▶ [Source passage]:

* * * *

Desk editor's note, referee report, simulated authors' rebuttal, and a circularity audit. Tearing a paper down is the easy half of reading it; the pith above is the substance, this is the friction.

Referee Report

1 major / 0 minor

Summary. The paper claims that direct text-to-CAD code generation (e.g., bpy sequences) enlarges the search space and causes cascading errors in complex assemblies because it fails to model hierarchy or geometric constraints explicitly. It proposes a hierarchical geometry-aware graph as an intermediate representation (nodes as multi-level parts/components, edges as explicit geometric constraints), with a two-stage process that first predicts the graph from text and then conditions action sequencing and code generation on it. A structure-aware progressive curriculum learning strategy is introduced to synthesize graded tasks via controlled edits, along with a new 12K dataset containing instructions, decomposition graphs, action sequences, and bpy code, plus graph- and constraint-oriented metrics. Experiments reportedly show consistent outperformance over baselines in geometric fidelity and constraint satisfaction.

Significance. If the central claims hold, the work offers a structured way to mitigate error accumulation in long-horizon text-to-code tasks for CAD, which has practical value for automated design and manufacturing. The explicit introduction of a 12K dataset with hierarchical annotations and the curriculum strategy are concrete contributions that could support future research on intermediate representations for structured generation. The geometry-aware graph formulation directly targets a known weakness in prior direct-decoding approaches.

major comments (1)
  1. Abstract and Experiments section: The central claim that the hierarchical graph 'improves geometric fidelity and constraint satisfaction' by avoiding cascading failures is load-bearing, yet no per-stage accuracy for graph prediction (hierarchy or constraint edges) or oracle-graph ablation is reported. Without these, it is impossible to determine whether the intermediate representation reduces error sources or merely relocates them into the graph predictor, undermining the argument that the two-stage approach is superior to direct decoding.

Simulated Author's Rebuttal

1 responses · 0 unresolved

We thank the referee for the constructive feedback and for recognizing the potential value of the hierarchical geometry-aware graph and the new dataset. We address the major comment below and will revise the manuscript accordingly to strengthen the evaluation of the two-stage approach.

read point-by-point responses
  1. Referee: Abstract and Experiments section: The central claim that the hierarchical graph 'improves geometric fidelity and constraint satisfaction' by avoiding cascading failures is load-bearing, yet no per-stage accuracy for graph prediction (hierarchy or constraint edges) or oracle-graph ablation is reported. Without these, it is impossible to determine whether the intermediate representation reduces error sources or merely relocates them into the graph predictor, undermining the argument that the two-stage approach is superior to direct decoding.

* * * *

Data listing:
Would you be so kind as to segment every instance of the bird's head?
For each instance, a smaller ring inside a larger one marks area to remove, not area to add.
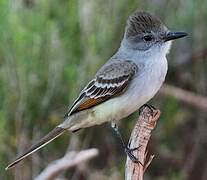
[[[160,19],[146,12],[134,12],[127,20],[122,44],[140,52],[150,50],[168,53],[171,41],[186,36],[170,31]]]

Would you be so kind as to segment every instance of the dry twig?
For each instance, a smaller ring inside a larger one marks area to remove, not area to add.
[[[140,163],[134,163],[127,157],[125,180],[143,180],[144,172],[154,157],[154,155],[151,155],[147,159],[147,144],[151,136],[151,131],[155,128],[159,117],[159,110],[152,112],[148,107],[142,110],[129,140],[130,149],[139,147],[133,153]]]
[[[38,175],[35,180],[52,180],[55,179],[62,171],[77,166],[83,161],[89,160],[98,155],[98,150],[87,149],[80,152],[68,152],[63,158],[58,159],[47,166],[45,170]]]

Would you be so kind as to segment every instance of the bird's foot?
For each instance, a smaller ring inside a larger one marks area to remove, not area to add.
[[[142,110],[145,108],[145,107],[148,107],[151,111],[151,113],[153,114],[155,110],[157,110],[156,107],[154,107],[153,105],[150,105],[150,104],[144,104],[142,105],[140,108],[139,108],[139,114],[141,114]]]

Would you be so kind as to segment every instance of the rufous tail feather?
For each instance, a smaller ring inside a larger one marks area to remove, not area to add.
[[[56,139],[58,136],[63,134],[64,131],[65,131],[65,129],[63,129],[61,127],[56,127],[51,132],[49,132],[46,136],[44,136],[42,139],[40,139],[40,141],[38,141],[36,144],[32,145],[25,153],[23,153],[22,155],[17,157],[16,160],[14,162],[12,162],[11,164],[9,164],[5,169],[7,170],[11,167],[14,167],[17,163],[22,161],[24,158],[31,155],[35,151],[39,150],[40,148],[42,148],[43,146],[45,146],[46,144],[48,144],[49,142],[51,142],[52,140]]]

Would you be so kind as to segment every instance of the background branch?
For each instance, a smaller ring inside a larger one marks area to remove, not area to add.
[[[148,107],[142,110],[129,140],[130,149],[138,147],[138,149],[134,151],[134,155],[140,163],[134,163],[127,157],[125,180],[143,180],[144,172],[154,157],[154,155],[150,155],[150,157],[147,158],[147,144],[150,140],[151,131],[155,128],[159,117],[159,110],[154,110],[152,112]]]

* * * *

▶ [Request A]: According to the CAD review text, what does the new 12K dataset contain? List each item.
▶ [Request B]: Can you print the CAD review text word for word, everything from "We thank the" down to "the two-stage approach."?

▶ [Expected output A]:
- Instructions
- Decomposition graphs
- Action sequences
- bpy code

▶ [Expected output B]:
We thank the referee for the constructive feedback and for recognizing the potential value of the hierarchical geometry-aware graph and the new dataset. We address the major comment below and will revise the manuscript accordingly to strengthen the evaluation of the two-stage approach.